:: Point localization data ::
- - - - -

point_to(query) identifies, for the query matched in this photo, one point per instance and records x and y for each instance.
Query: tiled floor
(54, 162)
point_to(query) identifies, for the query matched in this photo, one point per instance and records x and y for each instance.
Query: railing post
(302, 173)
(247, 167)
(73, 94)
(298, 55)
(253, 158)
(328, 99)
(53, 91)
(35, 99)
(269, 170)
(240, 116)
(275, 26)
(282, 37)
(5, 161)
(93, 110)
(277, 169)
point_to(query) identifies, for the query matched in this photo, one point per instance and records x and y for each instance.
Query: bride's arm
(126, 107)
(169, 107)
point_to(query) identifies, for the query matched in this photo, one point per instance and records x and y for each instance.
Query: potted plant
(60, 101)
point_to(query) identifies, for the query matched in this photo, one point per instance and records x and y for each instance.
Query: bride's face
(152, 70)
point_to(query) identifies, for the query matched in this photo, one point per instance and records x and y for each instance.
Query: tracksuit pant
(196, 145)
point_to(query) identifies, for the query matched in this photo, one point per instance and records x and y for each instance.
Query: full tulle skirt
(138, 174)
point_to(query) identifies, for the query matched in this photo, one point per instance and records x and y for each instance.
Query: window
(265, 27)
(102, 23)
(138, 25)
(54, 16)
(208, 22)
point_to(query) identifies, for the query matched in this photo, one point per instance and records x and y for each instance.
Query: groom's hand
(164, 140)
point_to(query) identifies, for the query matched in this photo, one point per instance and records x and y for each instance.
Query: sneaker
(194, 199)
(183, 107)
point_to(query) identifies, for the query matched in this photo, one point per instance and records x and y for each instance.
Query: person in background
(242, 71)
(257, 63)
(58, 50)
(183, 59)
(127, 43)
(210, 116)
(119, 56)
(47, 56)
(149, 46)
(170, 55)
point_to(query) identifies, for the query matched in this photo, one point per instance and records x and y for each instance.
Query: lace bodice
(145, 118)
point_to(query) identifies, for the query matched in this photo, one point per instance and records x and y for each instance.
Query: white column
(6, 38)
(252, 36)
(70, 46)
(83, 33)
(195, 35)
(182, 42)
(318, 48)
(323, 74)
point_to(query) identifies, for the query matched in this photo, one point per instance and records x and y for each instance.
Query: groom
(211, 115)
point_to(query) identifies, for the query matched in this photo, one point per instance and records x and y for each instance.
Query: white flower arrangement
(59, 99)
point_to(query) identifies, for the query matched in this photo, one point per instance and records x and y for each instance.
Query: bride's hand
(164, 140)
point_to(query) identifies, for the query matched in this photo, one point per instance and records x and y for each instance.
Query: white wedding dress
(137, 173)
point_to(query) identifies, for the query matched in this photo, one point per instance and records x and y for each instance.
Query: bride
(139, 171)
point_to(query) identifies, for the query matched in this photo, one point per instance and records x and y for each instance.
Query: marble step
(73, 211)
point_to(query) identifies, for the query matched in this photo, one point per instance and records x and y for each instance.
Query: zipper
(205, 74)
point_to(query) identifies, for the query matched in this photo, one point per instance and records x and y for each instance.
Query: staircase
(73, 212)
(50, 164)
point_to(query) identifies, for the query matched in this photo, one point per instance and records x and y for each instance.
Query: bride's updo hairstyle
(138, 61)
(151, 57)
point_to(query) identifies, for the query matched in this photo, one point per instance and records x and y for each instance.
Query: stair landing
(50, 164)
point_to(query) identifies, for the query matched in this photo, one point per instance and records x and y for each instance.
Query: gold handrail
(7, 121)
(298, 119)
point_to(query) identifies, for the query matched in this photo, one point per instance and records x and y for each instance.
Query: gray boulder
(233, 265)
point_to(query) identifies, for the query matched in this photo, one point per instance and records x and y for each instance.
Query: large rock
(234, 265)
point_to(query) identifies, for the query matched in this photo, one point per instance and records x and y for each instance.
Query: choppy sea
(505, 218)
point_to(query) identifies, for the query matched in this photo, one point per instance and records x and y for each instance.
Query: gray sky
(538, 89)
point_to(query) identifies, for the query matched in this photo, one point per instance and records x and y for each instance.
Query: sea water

- - - - -

:: Work to complete ::
Please return the span of lines above that opens with the one containing "Query: staircase" and closes with the final line, both included, exactly as written and nothing more.

:: Result ::
Query: staircase
(73, 212)
(50, 164)
point_to(query) identifies, for the query matched in this photo, one point per instance and records x and y for each instance.
Query: bride's updo hairstyle
(138, 61)
(151, 57)
point_to(query) identifies, for the query matched in this photo, one point per instance and records x and y for each instance.
Query: stair landing
(50, 164)
point_to(query) identifies, for the query matched in this photo, one point per instance and records x and y for each instance.
Query: gold handrail
(7, 121)
(298, 119)
point_to(query) identifies, for the query matched in this photo, one point per instance and records x and y for each instance.
Query: gray boulder
(233, 265)
point_to(query) identifies, for the query matched in this photo, one point per instance and records x and y for each instance.
Query: large rock
(234, 265)
point_to(query) identifies, for the query matched in this photo, one point per instance and records x and y for each instance.
Query: choppy sea
(505, 218)
point_to(query) identifies, for the query matched in this photo, one point per instance and records x and y for each instance.
Query: gray sky
(538, 89)
point_to(query) identifies, for the query matched in this photo, one point per instance and records x and y for each instance.
Query: sea water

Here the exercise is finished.